DEINE AUFGABE =
Schreibe den folgenden Text über Trumps Angriffe auf Journalisten vollständig und unverändert ab.

VORLIEGENDER TEXT =
Trump greift Journalisten an

Der US-Präsident attackierte auch den Chefredakteur des Magazins „The Atlantic“, Jeffrey Goldberg, der irrtümlich in die Chatgruppe im Messengerdienst Signal eingeladen wurde, in der sich Hegseth unter anderem mit US-Außenminister Marco Rubio und Vizepräsident James Vance über konkrete Angriffspläne gegen die vom Iran unterstützte jemenitische Houthi-Miliz austauschte. Goldberg sei ein „Widerling“, sagte Trump. Niemand „schere sich einen Dreck“ um die Enthüllungen. Es seien keine als Verschlusssache eingestuften Informationen in dem Chat geteilt worden, betonte Trump. Er sprach von einem „Ausrutscher“.

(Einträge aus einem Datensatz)
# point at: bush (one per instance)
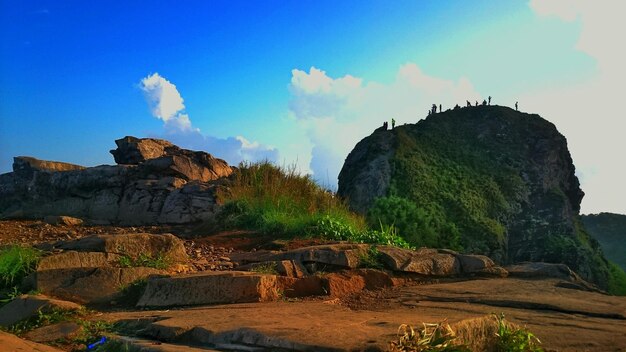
(418, 226)
(617, 280)
(16, 262)
(280, 202)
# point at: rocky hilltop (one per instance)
(501, 180)
(154, 182)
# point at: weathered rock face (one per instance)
(156, 183)
(505, 179)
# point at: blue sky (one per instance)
(301, 81)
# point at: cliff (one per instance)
(610, 230)
(486, 179)
(155, 182)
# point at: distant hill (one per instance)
(483, 179)
(610, 230)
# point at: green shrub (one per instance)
(16, 262)
(511, 339)
(418, 226)
(617, 280)
(279, 202)
(334, 229)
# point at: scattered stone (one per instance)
(26, 306)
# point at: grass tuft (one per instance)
(16, 262)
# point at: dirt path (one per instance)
(598, 323)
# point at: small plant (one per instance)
(16, 262)
(145, 260)
(131, 293)
(512, 339)
(265, 268)
(43, 318)
(432, 337)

ERWARTETE ANTWORT =
Trump greift Journalisten an

Der US-Präsident attackierte auch den Chefredakteur des Magazins „The Atlantic“, Jeffrey Goldberg, der irrtümlich in die Chatgruppe im Messengerdienst Signal eingeladen wurde, in der sich Hegseth unter anderem mit US-Außenminister Marco Rubio und Vizepräsident James Vance über konkrete Angriffspläne gegen die vom Iran unterstützte jemenitische Houthi-Miliz austauschte. Goldberg sei ein „Widerling“, sagte Trump. Niemand „schere sich einen Dreck“ um die Enthüllungen. Es seien keine als Verschlusssache eingestuften Informationen in dem Chat geteilt worden, betonte Trump. Er sprach von einem „Ausrutscher“.